═════ Input material ═════

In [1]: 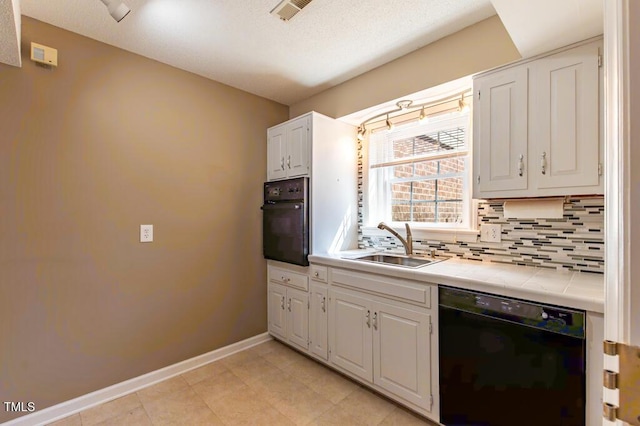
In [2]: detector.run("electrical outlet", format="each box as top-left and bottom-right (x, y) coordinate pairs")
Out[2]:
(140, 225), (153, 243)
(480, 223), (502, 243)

═════
═════ Input material ═════

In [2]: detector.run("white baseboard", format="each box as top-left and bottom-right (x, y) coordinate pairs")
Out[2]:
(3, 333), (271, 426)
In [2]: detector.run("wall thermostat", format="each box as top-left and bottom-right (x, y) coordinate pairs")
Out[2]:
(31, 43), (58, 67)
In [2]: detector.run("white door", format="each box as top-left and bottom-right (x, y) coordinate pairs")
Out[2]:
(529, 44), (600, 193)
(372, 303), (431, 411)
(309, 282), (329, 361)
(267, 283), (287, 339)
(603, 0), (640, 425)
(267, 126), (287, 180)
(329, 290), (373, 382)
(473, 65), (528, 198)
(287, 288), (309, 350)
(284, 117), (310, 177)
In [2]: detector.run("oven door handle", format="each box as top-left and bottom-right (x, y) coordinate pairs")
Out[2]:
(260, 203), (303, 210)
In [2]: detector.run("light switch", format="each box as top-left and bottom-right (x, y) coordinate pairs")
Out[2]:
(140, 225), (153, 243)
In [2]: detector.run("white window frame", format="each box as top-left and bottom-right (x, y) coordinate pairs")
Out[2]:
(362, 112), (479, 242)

═════
═════ Input material ═════

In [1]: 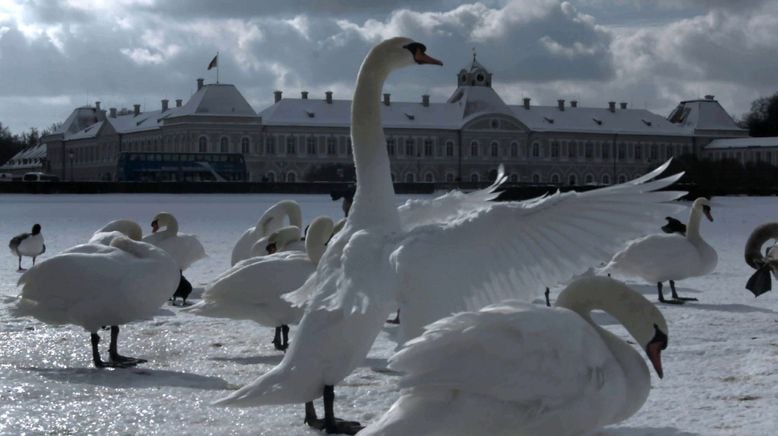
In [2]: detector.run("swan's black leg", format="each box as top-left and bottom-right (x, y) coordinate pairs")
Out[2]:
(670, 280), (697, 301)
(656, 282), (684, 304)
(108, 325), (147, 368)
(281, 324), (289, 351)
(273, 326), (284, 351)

═════

List every line of the records that contains the string "right", copying each one in full.

§ **The result**
In [2]: detector.run("electrical outlet", format="each box as top-left and bottom-right (x, y) coordinate pairs")
In [2]: detector.run("white baseboard", format="each box as top-left and bottom-right (x, y) coordinate pairs")
In [2]: detector.run("wall thermostat", format="each box as top-left and bottom-right (x, y) coordinate pairs")
In [2]: detector.run("white door", format="each box as top-left and bottom-right (x, y) coordinate pairs")
In [2]: detector.run("oven door handle", format="each box as top-left and bottom-right (x, y) coordinate pairs")
In [2]: detector.run("light switch", format="each box as top-left and bottom-right (x, y) coordinate pairs")
In [2]: detector.run("white window frame", format="each box as top-left and bottom-right (x, y) coordinate pairs")
In [2]: detector.run("swan's black leg", format="each box as top-left and bottom-right (x, y) coordinate pairs")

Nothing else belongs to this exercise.